GIVEN PASSAGE –
_ _ _ _ _

By Howard Schneider
WASHINGTON (Reuters) – High inflation has made it harder to pay the bills, roiled retirement plans, and led people to curb travel and watch the thermostat.
Turns out it is also freaking them out in a broad and often intense way according to new U.S. Census household survey data that has begun including more questions on rising prices.
According to the latest version of the Census’ Household Pulse survey about 65% of U.S. adults found rising prices either “very” or “moderately” stressful.
Stress over rising prices was slightly higher for Hispanic and Black adults. It was lower among those with a college degree, at about 54%, and perhaps not surprisingly varied sharply by income. More than 80% of those earning under $50,000 annually found current inflation stressful; it was less than 38% for those earning more than $200,000.

_ _ _ _ _

DATASET EXCERPTS –
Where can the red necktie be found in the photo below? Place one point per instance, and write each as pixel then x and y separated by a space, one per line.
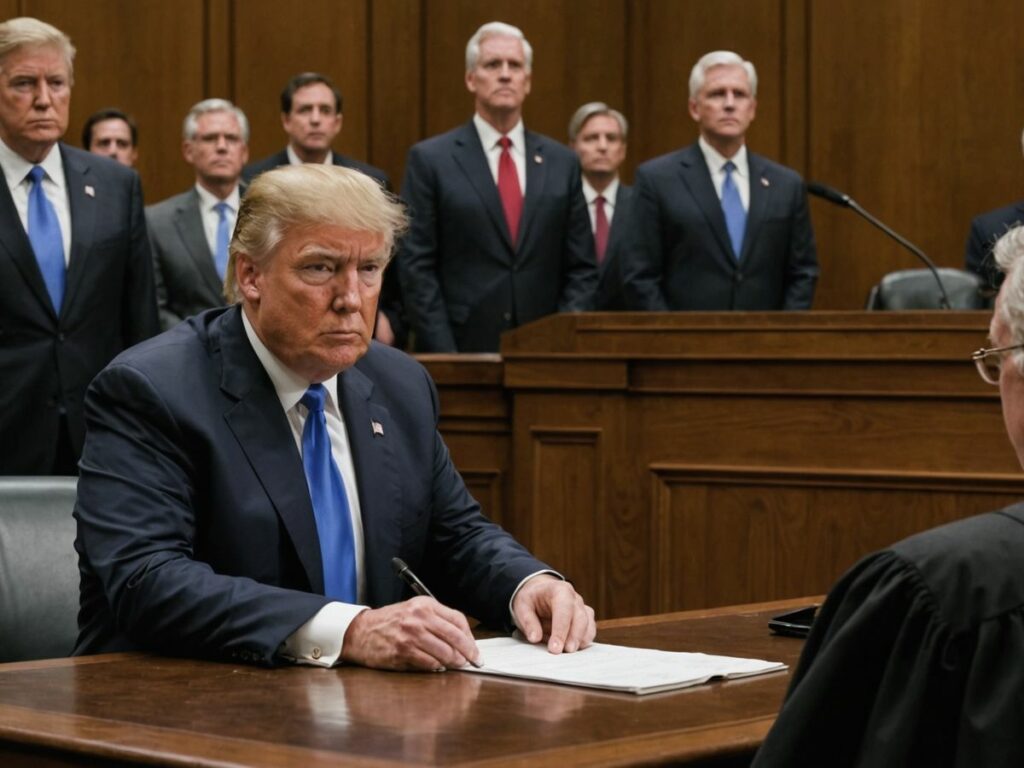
pixel 508 188
pixel 600 228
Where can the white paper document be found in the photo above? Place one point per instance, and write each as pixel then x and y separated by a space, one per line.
pixel 612 667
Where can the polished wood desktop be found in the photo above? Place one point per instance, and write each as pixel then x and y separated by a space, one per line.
pixel 140 709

_ _ _ _ _

TASK SET –
[1] From the inflation article above, list each effect that high inflation is said to have had on people before the survey findings are introduced.
[2] Write the next part of the article on inflation stress, picking up after its last sentence.

RESULTS –
[1]
- It has made it harder to pay the bills.
- It has roiled retirement plans.
- It has led people to curb travel.
- It has led people to watch the thermostat.

[2]
Graphic: Stressed by inflation Stressed by inflation – https://graphics.reuters.com/USA-FED/INFLATION/lgpdwrxqovo/chart.png
The Census bureau began the Household Pulse survey early in the pandemic to try to monitor fast-changing health, social and economic trends in close to real time, with data collected and released with more frequency than its other population estimates. The questions have changed over time based on emerging trends like working from home.
In recent releases it has documented an increase in food insecurity as pandemic-era income support programs lapsed, with the most recent survey showing 11.5% of adults living in households where there was “sometimes or often” not enough food, up from a low of less than 8% in mid-2021 when pandemic income support programs were still in place.
Since inflation began spiking last year it showed the share of adults in households where it was “somewhat or very difficult” to meet usual expenses rising to 40% from around 26% in the middle of last year.
Graphic: Trouble paying bills – https://graphics.reuters.com/USA-FED/INFLATION/lbvgnqwybpq/chart.png
The most recent survey, conducted from Sept. 14 to 26 and including responses from about 51,000 households, tried to drill in more deeply on how inflation was influencing the public’s mood and behavior.
It’s an issue of concern to the U.S. Federal Reserve as it tries to assess the financial resilience of households, and to elected officials competing in midterm elections.
With overall consumer prices rising more than 8% annually as of August, the Census survey showed it taking a toll on spending patterns as well as psychology.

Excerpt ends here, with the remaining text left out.